▶ _The problem_
Output, word for word, every line from the line with "TARGET: ornate pediment" through the final line of the data below.

▶ _Task material_

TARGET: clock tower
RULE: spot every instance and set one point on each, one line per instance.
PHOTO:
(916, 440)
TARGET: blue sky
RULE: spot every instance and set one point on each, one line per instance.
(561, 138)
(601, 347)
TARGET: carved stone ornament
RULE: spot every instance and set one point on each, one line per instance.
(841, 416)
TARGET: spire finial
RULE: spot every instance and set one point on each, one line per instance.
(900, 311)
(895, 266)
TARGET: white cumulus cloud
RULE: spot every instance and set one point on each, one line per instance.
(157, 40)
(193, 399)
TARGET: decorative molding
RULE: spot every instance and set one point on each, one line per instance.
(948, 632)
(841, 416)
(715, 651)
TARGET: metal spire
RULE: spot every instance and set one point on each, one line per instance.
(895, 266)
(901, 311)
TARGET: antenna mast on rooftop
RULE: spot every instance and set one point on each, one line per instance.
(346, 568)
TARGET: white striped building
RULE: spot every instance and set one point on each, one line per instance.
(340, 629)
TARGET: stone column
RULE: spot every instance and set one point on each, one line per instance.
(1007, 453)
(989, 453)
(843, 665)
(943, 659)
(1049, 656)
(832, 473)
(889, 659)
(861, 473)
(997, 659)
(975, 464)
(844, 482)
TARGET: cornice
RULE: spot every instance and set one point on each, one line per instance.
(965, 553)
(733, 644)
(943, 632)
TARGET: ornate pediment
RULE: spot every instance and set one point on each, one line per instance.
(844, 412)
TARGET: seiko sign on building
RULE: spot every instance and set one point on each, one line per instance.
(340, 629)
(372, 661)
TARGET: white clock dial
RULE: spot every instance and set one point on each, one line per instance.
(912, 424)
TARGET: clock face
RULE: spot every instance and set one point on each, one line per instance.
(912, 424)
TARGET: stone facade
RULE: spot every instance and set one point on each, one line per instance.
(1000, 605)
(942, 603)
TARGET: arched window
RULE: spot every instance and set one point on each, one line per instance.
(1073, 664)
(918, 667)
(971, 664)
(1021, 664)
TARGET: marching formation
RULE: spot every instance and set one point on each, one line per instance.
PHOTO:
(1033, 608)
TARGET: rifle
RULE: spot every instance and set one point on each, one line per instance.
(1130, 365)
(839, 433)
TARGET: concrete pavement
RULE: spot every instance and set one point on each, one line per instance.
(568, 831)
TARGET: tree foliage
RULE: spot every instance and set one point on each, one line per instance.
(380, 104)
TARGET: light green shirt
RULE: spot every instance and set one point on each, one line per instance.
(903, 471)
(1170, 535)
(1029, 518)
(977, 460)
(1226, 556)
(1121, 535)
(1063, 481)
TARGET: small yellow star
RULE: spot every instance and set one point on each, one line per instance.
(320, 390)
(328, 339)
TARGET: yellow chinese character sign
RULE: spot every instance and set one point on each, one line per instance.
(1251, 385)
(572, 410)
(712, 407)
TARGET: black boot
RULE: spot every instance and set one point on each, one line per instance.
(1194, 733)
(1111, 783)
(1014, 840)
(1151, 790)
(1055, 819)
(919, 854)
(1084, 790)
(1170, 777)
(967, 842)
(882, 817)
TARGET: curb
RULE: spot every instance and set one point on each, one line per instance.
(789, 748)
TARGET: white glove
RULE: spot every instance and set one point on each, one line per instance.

▶ _Answer in full_
TARGET: ornate pediment
RULE: spot every instance and set one point on each, one line per instance.
(844, 412)
TARGET: seiko sign on building
RULE: spot every instance and set one point on each, one line per instance.
(340, 629)
(372, 661)
TARGET: white clock dial
RULE: spot every instance and set one point on each, one line per instance.
(912, 424)
TARGET: clock face
RULE: spot every instance and set one point on each, one line per instance.
(912, 424)
TARGET: stone facade
RULE: spot every instance and set one point on each, one line per instance.
(1000, 605)
(942, 603)
TARGET: arched window
RULE: spot every instance and set one point on each, one line per instance.
(1073, 664)
(918, 667)
(971, 664)
(1021, 664)
TARGET: marching formation
RULE: spot every instance and set one point on each, one line per instance.
PHOTO:
(1033, 608)
TARGET: rifle
RULE: spot every instance and set one point on each, one line per instance.
(1130, 365)
(839, 433)
TARGET: concrete pavement
RULE: spot every instance and set one point on each, one line per instance.
(568, 831)
TARGET: tree foliage
RULE: spot every instance and set one point on each, one line per instance.
(380, 104)
TARGET: light green shirt
RULE: spot every instance and set one point on each, one line per instance.
(903, 471)
(1170, 535)
(1029, 518)
(977, 460)
(1226, 556)
(1121, 535)
(1063, 481)
TARGET: small yellow star
RULE: spot every instance and set one point on each, one line per instance.
(320, 390)
(328, 339)
TARGET: yellow chinese character sign
RULE: spot every instance and set one point on each, one line per instance.
(1251, 385)
(572, 410)
(712, 407)
TARGET: black boot
RULE: spot every instance and set one point on each, one line per instance.
(1194, 733)
(1111, 783)
(1014, 840)
(1151, 790)
(1055, 819)
(919, 854)
(1084, 790)
(1170, 777)
(967, 842)
(882, 817)
TARGET: curb
RULE: spot every instance and set one point on each, one line per instance.
(789, 748)
TARGET: white glove
RULE: spot every instance and set one point on each, one line per instance.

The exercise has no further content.